**What you need to do:**
From the listing below, copy out every line containing the word "wing".

**Records to process:**
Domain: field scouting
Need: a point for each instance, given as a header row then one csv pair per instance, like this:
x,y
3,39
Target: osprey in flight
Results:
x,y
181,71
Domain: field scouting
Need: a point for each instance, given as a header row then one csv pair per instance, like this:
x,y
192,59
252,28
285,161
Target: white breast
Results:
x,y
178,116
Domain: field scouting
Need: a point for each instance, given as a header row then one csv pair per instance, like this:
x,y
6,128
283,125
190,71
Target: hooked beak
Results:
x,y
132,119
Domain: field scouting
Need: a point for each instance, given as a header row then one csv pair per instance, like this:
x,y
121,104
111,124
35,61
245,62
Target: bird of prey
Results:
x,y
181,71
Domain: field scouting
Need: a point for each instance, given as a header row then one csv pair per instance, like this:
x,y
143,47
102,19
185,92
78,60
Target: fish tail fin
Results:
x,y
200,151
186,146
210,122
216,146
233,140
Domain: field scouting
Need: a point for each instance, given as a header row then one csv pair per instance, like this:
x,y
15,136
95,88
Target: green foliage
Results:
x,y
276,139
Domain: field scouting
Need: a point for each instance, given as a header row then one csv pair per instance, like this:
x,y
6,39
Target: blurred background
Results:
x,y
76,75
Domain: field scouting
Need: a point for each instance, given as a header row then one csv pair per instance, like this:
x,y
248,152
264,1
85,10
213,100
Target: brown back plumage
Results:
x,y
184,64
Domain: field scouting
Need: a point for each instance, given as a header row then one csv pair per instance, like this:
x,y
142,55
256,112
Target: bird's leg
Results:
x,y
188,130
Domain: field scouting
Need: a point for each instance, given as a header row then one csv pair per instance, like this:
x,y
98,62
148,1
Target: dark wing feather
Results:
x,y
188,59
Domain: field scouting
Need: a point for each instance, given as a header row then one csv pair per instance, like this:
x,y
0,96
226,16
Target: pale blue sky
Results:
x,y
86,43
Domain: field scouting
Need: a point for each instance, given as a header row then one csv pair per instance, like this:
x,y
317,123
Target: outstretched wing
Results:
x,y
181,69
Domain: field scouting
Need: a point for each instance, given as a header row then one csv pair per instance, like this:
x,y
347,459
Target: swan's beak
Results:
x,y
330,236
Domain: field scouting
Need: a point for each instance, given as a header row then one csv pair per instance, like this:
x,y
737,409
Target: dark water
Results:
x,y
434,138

**Task answer:**
Target: dark wing feather
Target: outstretched wing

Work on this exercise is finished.